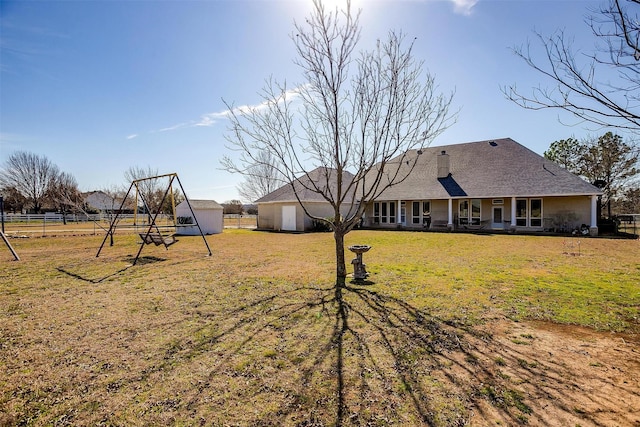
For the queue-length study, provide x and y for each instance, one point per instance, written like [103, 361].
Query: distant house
[208, 214]
[102, 202]
[486, 185]
[491, 185]
[281, 211]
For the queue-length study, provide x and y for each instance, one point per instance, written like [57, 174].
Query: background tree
[154, 189]
[610, 160]
[566, 153]
[630, 202]
[30, 175]
[601, 87]
[13, 200]
[64, 194]
[606, 161]
[350, 118]
[260, 178]
[232, 207]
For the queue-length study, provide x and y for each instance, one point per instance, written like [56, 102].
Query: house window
[521, 212]
[426, 213]
[384, 212]
[535, 216]
[415, 213]
[463, 212]
[469, 212]
[529, 212]
[475, 211]
[392, 212]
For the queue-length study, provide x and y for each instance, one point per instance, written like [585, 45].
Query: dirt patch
[547, 374]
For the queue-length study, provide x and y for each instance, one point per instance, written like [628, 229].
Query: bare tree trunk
[341, 268]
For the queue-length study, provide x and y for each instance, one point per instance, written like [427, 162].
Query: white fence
[55, 223]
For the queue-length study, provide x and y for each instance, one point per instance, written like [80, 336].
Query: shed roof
[201, 204]
[485, 169]
[324, 178]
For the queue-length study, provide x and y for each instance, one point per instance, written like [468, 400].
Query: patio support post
[593, 229]
[513, 214]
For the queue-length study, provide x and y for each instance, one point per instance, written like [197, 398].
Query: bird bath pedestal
[359, 272]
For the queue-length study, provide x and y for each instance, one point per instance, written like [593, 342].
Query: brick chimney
[443, 164]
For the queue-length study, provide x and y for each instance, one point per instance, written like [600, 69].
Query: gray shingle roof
[487, 169]
[324, 177]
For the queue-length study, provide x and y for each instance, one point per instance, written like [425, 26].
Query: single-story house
[103, 202]
[489, 185]
[208, 215]
[494, 185]
[281, 211]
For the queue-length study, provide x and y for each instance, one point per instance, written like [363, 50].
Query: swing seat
[158, 239]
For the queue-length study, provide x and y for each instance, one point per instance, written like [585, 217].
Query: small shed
[209, 216]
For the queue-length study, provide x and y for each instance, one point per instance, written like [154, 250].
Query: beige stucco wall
[557, 212]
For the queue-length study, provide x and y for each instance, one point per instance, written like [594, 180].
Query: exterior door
[496, 221]
[289, 218]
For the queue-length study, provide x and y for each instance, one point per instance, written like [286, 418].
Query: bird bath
[359, 272]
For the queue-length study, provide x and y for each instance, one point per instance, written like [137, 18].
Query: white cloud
[210, 119]
[463, 6]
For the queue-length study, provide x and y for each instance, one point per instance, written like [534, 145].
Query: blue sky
[100, 86]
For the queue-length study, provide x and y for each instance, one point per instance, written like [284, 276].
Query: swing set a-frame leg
[6, 241]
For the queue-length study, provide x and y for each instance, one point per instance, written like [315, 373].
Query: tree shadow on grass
[85, 271]
[342, 355]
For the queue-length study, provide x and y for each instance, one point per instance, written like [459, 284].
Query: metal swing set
[153, 233]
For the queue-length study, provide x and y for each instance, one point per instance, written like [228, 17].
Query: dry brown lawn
[259, 334]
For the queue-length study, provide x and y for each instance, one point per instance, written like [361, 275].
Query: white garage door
[289, 218]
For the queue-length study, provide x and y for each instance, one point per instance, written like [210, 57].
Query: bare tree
[64, 193]
[14, 201]
[350, 123]
[260, 179]
[602, 87]
[30, 175]
[611, 162]
[566, 153]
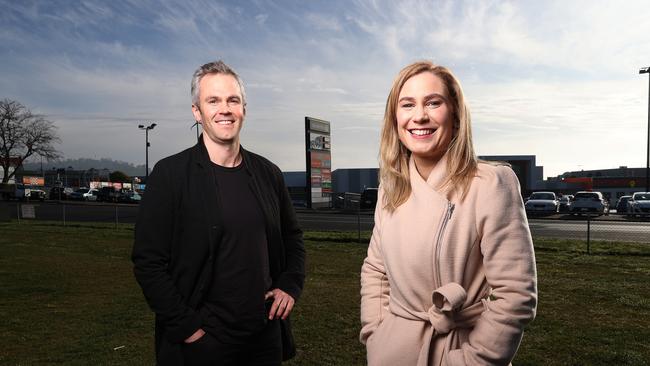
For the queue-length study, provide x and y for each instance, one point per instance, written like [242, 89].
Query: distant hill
[85, 164]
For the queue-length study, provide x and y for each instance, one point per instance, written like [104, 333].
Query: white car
[84, 194]
[585, 202]
[640, 204]
[542, 202]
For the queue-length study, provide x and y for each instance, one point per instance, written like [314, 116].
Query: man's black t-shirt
[234, 307]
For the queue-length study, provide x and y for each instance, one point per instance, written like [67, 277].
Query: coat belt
[444, 315]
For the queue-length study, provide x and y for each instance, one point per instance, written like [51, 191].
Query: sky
[555, 79]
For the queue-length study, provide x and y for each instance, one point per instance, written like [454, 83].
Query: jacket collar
[435, 178]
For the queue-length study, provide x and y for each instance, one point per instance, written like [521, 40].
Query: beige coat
[448, 282]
---
• TASK REQUIREMENTS
Write the records out again in full, exactly, and skip every picture.

• REPLY TO THE TASK
For the queue-length study, provide x and y for each instance, one point per instance, written like [103, 361].
Query: distant house
[208, 214]
[102, 202]
[486, 185]
[491, 185]
[281, 211]
For the queue-length study, provide x and y for each instance, one point per instance, written like [57, 174].
Query: background tree
[154, 189]
[610, 160]
[566, 153]
[630, 202]
[30, 175]
[601, 87]
[13, 200]
[64, 194]
[606, 161]
[350, 118]
[260, 178]
[232, 207]
For the queue-length study, provide x and y for each instance, one point per instance, written like [56, 102].
Query: house window
[521, 212]
[426, 213]
[384, 212]
[535, 216]
[415, 213]
[463, 212]
[469, 212]
[529, 212]
[475, 211]
[392, 212]
For the queue-length study, provide x and y for each instance, one point per instance, written like [585, 45].
Query: dirt patch
[547, 374]
For the queue-length study, provide x and y for each instance, one point per instance, written like [628, 229].
Query: bare tree trunk
[341, 268]
For the queue-length study, provide x and y for each instance, one point per instance, written like [427, 162].
Query: white fence
[55, 223]
For the queue-length study, provide x and y for each instance, one point per instance, written like [80, 336].
Query: shed roof
[201, 204]
[485, 169]
[324, 178]
For the queue-length study, provide x and y for each instance, one point per instance, written like [468, 400].
Query: patio support post
[593, 229]
[513, 214]
For the queue-length study, provide x and y for each instance, one point per instance, written like [197, 398].
Query: bird bath pedestal
[359, 272]
For the queue-length study, provide x and y for each instance, one point per instance, written like [593, 342].
Query: brick chimney
[443, 164]
For the queue-length study, provide x and y for each instance, one point per instance, written like [600, 69].
Query: gray shingle roof
[487, 169]
[324, 177]
For the queue-length study, provide x and y for each instance, one point per instance, written like [425, 26].
Query: single-story house
[103, 202]
[489, 185]
[208, 215]
[494, 185]
[281, 211]
For the queue-length study, provide x and y for each instance, one point per instance, written like [363, 50].
Query: swing seat
[158, 239]
For the queue-length study, provide x and y for each instance, one point per instance, written like [585, 217].
Query: small shed
[209, 216]
For the queue-length study, provide x and y for each instance, one point per instance, written like [154, 250].
Query: beige stucco wall
[557, 212]
For the queue-length study, provide x and y for each instance, one point per instance, written like [594, 180].
Query: exterior door
[496, 221]
[289, 218]
For the queue-length study, provide x and y for each instance, one point per instance, written like [286, 418].
Query: bird bath
[359, 272]
For the queue-length study, provide x and y for each instance, one point per instance, written like [137, 18].
Query: white cloud
[210, 119]
[463, 6]
For the queue-length study, provide x and y for each instance, one point per instance, written like [534, 145].
Query: blue sky
[100, 86]
For the queue-length study, provide x and y for each instance, one point per instance, written like [284, 276].
Query: swing set a-frame leg
[6, 241]
For the queue-length study, provide x and y for each instance, one point per instance, written like [315, 373].
Query: tree shadow on grass
[85, 271]
[342, 355]
For the queue-length study, provide x and y for each instance, one point per instance, written like [459, 284].
Query: metal swing set
[153, 233]
For the queue-length study, provide x and y for each instance, one point per instance, written like [228, 17].
Query: dry brown lawn
[259, 334]
For the queue-length study, provide x and y for each instance, one point per instance, written like [361, 275].
Query: white garage door
[289, 218]
For the queue-length study, provide x and y for each instance, one point per instance, written like [210, 57].
Query: bare tree
[64, 193]
[14, 201]
[350, 123]
[260, 179]
[602, 87]
[30, 175]
[611, 162]
[566, 153]
For the queue-length study, provide x and y for each instance, one point per instance, written like [242, 89].
Query: distant hill
[85, 164]
For the queue-length study, provide x and y for each instance, one point per instance, written like [104, 333].
Query: white car
[84, 194]
[585, 202]
[640, 204]
[542, 202]
For the queue-length study, provide x and y for each instance, one point per instance, written like [314, 116].
Query: man's black t-shirt
[234, 307]
For the queue-length study, provide x and y for each instance, one point per instance, written like [67, 277].
Query: coat belt
[444, 315]
For the queue-length study, provide x and y for each instance, one point per instance, written like [51, 191].
Query: sky
[555, 79]
For the queue-length study, provide x and y for each instance, one point per instance, written like [454, 83].
Query: jacket collar
[435, 178]
For the queue-length study, provide x and y for each instance, one point per instance, written like [521, 40].
Query: beige coat
[448, 282]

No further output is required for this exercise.